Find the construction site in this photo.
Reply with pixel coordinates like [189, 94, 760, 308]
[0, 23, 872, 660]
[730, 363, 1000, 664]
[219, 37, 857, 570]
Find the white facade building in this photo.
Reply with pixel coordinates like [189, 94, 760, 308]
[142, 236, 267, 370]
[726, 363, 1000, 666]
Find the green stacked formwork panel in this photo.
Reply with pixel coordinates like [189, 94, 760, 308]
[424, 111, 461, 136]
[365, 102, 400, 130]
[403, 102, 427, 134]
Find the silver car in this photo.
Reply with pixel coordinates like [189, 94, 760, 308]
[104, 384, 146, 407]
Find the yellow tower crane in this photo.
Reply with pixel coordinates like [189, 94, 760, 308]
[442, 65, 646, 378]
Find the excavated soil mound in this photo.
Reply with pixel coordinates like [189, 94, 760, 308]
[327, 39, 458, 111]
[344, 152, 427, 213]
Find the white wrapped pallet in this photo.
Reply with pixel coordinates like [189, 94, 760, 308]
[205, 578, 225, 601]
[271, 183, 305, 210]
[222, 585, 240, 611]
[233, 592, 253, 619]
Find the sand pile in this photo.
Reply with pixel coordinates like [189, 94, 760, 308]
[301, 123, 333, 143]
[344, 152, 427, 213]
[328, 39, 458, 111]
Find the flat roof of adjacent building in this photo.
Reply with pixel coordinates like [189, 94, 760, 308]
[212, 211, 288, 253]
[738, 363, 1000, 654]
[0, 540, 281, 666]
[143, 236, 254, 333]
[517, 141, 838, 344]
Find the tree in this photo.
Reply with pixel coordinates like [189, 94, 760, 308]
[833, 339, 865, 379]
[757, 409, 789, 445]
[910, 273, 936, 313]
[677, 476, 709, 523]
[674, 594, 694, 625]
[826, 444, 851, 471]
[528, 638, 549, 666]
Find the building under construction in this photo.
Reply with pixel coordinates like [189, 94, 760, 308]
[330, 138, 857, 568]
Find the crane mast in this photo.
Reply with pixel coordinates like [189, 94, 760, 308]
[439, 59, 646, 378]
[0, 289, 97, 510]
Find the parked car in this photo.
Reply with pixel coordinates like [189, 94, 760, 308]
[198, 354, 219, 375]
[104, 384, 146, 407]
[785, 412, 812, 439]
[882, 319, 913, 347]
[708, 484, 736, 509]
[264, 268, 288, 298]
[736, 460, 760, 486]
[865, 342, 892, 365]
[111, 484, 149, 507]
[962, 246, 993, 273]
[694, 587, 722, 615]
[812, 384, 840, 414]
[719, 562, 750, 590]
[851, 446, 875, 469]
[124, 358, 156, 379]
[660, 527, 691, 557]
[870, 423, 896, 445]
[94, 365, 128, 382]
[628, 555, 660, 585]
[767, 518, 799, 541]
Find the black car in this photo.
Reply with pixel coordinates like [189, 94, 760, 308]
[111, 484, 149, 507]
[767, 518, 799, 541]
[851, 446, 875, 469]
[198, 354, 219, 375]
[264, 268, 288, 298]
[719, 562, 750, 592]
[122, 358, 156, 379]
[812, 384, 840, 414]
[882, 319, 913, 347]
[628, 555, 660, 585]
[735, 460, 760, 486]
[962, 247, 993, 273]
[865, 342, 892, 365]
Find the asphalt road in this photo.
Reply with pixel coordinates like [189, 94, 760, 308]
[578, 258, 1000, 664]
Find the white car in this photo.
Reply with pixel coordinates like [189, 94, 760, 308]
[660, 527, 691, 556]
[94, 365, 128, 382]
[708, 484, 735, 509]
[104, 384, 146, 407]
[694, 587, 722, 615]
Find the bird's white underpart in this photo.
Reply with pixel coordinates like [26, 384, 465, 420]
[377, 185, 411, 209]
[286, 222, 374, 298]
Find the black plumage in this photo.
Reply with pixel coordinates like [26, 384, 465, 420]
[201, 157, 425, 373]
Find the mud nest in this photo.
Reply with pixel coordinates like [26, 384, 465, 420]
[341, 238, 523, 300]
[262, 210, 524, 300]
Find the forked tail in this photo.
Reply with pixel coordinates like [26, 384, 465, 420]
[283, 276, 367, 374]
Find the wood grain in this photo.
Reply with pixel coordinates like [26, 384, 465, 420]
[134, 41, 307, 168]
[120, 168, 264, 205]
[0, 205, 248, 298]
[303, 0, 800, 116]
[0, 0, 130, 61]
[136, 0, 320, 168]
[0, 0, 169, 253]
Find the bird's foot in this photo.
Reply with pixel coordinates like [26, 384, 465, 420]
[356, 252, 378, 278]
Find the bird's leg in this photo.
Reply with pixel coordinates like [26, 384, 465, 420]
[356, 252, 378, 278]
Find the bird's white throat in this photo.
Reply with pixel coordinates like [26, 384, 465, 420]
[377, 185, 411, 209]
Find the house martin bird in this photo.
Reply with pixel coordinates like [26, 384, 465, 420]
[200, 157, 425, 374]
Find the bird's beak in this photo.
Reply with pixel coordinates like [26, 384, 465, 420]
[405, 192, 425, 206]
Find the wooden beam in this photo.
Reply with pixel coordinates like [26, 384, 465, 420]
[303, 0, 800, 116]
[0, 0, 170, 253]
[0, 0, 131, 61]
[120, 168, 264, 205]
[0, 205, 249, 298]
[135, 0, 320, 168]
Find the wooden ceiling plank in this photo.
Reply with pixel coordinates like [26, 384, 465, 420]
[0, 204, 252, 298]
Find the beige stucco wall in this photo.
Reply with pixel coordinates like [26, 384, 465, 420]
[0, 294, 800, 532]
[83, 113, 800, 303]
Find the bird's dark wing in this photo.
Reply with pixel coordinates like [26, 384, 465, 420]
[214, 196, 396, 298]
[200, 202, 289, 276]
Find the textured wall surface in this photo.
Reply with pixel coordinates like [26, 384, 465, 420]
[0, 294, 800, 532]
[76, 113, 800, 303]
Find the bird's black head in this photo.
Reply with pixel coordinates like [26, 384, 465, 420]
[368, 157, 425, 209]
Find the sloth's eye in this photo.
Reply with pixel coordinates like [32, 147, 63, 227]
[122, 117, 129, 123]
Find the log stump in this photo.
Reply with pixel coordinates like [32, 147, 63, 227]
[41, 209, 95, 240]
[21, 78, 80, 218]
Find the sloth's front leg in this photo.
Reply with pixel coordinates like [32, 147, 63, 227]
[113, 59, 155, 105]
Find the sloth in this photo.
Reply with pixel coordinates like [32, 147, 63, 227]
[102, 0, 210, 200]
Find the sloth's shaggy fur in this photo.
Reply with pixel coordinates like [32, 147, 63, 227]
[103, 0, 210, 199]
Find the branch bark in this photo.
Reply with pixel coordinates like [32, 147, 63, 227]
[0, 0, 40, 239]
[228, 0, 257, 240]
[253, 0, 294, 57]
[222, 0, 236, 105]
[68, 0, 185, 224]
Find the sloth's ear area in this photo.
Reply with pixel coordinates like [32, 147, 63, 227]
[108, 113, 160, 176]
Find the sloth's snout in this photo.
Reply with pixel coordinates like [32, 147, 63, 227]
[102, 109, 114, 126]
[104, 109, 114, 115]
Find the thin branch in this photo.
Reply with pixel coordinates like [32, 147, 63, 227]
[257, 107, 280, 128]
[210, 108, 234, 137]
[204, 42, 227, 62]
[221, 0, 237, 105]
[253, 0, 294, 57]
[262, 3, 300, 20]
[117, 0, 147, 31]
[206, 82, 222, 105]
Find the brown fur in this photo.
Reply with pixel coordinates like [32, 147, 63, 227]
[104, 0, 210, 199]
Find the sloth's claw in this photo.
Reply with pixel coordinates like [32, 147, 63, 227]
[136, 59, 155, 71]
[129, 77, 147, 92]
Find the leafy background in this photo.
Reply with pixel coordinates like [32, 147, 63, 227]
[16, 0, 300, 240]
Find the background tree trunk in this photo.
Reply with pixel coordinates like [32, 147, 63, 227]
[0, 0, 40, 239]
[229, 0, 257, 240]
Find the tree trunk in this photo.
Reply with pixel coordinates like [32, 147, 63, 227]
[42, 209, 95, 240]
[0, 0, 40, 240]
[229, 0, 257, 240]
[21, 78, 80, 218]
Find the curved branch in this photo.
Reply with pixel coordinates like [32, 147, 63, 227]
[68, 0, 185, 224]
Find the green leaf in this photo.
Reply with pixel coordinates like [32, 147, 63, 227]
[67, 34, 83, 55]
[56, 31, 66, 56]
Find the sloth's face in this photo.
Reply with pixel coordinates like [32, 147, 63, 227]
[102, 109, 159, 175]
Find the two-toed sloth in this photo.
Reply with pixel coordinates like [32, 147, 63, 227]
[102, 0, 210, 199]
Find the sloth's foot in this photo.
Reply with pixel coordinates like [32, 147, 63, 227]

[TO DO]
Copy out, character for character, the lines running from the line containing "Find the building" to the line containing "[0, 289, 97, 510]", including both of those lines.

[SOLUTION TO THIS EXERCISE]
Find the building under construction in this photo.
Reply with pixel coordinates like [189, 94, 760, 308]
[330, 138, 857, 568]
Find the crane mast in this photo.
Reply with pixel coordinates like [189, 94, 760, 308]
[439, 59, 646, 378]
[0, 289, 97, 510]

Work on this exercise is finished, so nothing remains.